Requirements
Swap "single-point marking" for "point labeling" throughout the records, leaving all other text unchanged, and omit the pictures from your answer.

Input
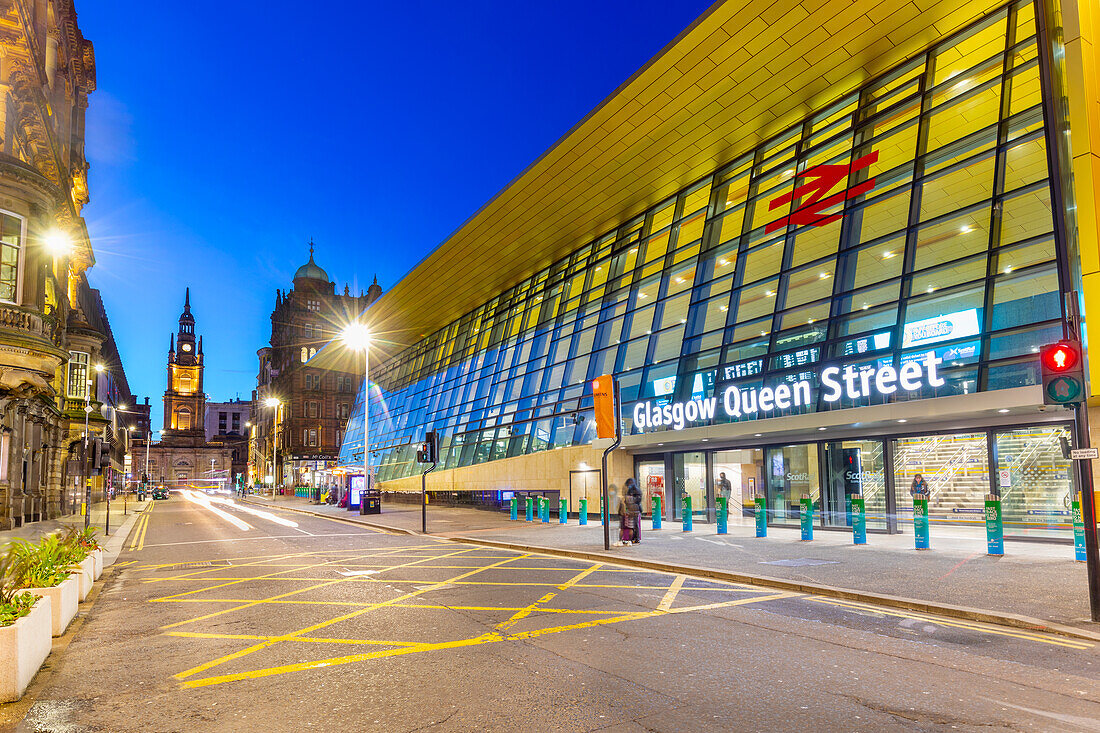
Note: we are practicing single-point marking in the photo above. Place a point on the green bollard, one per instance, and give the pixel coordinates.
(761, 516)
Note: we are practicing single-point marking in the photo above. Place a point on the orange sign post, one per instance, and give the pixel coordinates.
(605, 403)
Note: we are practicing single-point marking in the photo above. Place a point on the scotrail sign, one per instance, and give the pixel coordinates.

Response
Note: we are practicing point labeling in the photo above. Place a point on the green bollard, one per instance, and give the pixel coordinates.
(761, 516)
Note: we are practicing point labeling in the photo above. Place a point on the orange sign post, one per instance, and give the pixel coordinates.
(605, 403)
Note: we are practicing point labeling in the photo above. Place a point on the scotrail sign, one per instance, and give the pixel coordinates.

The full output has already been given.